#### [Source document]
....
FAYETTEVILLE -- To address rates of suicide that have risen nationally, the University of Arkansas, Fayetteville offers an interactive training simulation that teaches students how to talk with those in distress.
UA in 2015 began using the role-play simulation training program created by New York-based Kognito, said Michele Cooper, the university's first full-time suicide prevention coordinator.
"Basically, what it does is it uses virtual humans to help train people how to recognize someone in distress, how to have a conversation with them that allows for free-flowing dialogue," Cooper said.
The company's website describes the training as offering personalized feedback, helping users learn through practice about appropriate interviewing techniques.
The goal is to direct students to counseling or other mental health resources, Cooper said. The online training "gives the person initiating the conversation knowledge about what resources are available on campus and off campus," Cooper said.
Cooper, a licensed clinical social worker, this past fall took on suicide prevention work full-time. She previously split her duties at UA's Pat Walker Health Center between managing cases and working on suicide prevention strategies.
The shift to full-time suicide prevention work "shows how much the program has expanded in two years," Cooper said.
Recent data, while not specific to UA, show rising suicide rates for the 15-24 age group and, among different age groups, "just generally across the board nationally," Cooper said.
A 2016 Centers for Disease Control and Prevention report showed that, for the 15-24 age group, the suicide rate for girls and women increased to 4.6 per 100,000 in 2014, up from 3 suicides per 100,000 people in 1999.
For boys and men in the same age group, the suicide rate increased to 18.2 per 100,000 in 2014, up from 16.8 per 100,000 in 1999.
Doreen Marshall, vice president of programs for the American Foundation for Suicide Prevention, said existing data do not clearly track suicide among college students specifically.
However, "suicide is a leading cause of death for college students, and many times those students are not seen by the campus counseling center," Marshall said.
UA spokesman Mark Rushing said in an email that the university "does not keep a compiled or complete record" of student suicides. Rushing said deaths, regardless of cause, are noted on individual student records, but he added that not all student deaths are reported to the university.
UA has a campus counseling center, and Marshall said the trend is for schools to do more outreach.
"The idea is that the counseling center goes out to the campus and in essence brings their message to the students versus waiting for students to come seek help," Marshall said.
UA has a goal to distribute 1,800 folders to faculty and staff members, each containing information about mental health and campus services, Cooper said.
The university's Red Folder Project "is just empowering our faculty and staff to have tools to have a good conversation with our students," Cooper said.
Two versions of Kognito's mental health and suicide prevention training are offered at UA, with nearly 1,500 students, faculty and staff members completing the program from 2015, when it was first offered, through May 2017, Cooper said.
Student resident assistants must take the training, and some student mentors are taking it, too, Cooper said. UA's housing department has pledged to have all employees complete the training, Cooper said.
She said some academic units have provided the training to staff members. Among other departments, "Athletics has partnered with us in having some of their staff complete it," Cooper said.
UA pays about $23,000 yearly to offer Kognito's training, Cooper said. She wrote a grant proposal that resulted in $20,000 in funding awarded in the fall by the University of Arkansas Women's Giving Circle. Cooper said the university is applying for a three-year federal grant to expand the program, with the aim to create a smartphone app and boost other outreach efforts.
Cooper earns an annual salary of $62,199, UA spokesman Steve Voorhies said. Marshall said she wasn't sure how many schools have a suicide prevention coordinator, but she praised the university for establishing such a position.
"I think it's a very positive step," Marshall said.
....
#### [Dataset records]
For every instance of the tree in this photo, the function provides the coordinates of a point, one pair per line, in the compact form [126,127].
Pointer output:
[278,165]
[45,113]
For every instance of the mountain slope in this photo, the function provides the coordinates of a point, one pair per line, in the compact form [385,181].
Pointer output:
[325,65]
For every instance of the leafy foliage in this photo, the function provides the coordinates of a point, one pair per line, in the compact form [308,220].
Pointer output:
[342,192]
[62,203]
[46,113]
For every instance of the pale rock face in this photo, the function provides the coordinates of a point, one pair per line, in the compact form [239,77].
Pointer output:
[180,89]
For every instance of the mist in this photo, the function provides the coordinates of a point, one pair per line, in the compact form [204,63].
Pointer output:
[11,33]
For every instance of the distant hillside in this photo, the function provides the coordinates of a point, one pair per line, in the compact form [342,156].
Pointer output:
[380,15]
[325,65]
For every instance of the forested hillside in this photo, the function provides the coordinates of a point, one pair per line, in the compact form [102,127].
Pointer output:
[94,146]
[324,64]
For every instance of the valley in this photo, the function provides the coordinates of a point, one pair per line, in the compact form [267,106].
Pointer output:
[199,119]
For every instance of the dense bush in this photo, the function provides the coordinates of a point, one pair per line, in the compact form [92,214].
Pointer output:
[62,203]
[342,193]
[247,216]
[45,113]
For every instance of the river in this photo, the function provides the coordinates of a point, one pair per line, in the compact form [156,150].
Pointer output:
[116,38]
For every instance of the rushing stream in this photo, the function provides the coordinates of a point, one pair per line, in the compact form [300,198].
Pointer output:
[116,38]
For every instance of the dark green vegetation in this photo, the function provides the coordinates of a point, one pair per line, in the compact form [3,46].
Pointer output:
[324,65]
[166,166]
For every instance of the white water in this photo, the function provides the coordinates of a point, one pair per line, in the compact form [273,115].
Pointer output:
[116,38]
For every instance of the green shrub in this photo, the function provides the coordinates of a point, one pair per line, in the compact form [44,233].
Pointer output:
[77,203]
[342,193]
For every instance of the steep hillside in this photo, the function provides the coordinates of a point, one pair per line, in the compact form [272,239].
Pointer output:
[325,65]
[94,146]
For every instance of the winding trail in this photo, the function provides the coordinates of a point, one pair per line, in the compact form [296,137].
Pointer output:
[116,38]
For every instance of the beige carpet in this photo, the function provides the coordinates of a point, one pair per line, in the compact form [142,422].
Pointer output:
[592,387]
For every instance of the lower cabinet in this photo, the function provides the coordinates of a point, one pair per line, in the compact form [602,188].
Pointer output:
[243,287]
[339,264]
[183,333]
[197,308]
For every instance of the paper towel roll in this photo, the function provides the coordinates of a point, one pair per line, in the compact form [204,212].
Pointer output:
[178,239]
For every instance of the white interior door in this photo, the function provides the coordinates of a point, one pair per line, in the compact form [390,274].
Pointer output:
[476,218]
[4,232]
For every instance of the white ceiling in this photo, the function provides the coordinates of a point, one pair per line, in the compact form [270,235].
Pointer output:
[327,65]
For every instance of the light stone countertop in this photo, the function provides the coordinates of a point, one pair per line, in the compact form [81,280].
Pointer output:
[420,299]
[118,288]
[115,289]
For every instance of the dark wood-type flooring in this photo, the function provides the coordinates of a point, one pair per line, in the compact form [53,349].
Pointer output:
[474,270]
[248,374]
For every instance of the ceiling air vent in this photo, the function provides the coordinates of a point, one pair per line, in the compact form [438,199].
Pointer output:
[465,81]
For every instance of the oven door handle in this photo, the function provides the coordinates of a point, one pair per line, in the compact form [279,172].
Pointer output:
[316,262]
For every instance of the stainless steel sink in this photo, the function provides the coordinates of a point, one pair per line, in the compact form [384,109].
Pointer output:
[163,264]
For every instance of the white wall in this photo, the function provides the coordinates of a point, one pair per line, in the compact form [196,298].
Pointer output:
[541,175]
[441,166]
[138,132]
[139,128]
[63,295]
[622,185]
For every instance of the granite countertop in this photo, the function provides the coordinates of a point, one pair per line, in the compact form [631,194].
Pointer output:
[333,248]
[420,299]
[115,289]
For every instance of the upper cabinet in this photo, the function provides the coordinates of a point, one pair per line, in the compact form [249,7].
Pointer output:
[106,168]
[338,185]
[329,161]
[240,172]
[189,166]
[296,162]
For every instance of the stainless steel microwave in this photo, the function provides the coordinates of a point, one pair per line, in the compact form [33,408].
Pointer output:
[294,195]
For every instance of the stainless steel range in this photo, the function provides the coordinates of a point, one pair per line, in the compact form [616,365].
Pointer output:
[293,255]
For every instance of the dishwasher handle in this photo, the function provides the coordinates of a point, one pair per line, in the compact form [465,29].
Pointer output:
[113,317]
....
#### [Your instructions]
Return the passage of the suicide prevention article starting at "The shift to" and ending at "college students specifically.", copied word for word. These rows have nothing to do with the article.

#### [Response area]
The shift to full-time suicide prevention work "shows how much the program has expanded in two years," Cooper said.
Recent data, while not specific to UA, show rising suicide rates for the 15-24 age group and, among different age groups, "just generally across the board nationally," Cooper said.
A 2016 Centers for Disease Control and Prevention report showed that, for the 15-24 age group, the suicide rate for girls and women increased to 4.6 per 100,000 in 2014, up from 3 suicides per 100,000 people in 1999.
For boys and men in the same age group, the suicide rate increased to 18.2 per 100,000 in 2014, up from 16.8 per 100,000 in 1999.
Doreen Marshall, vice president of programs for the American Foundation for Suicide Prevention, said existing data do not clearly track suicide among college students specifically.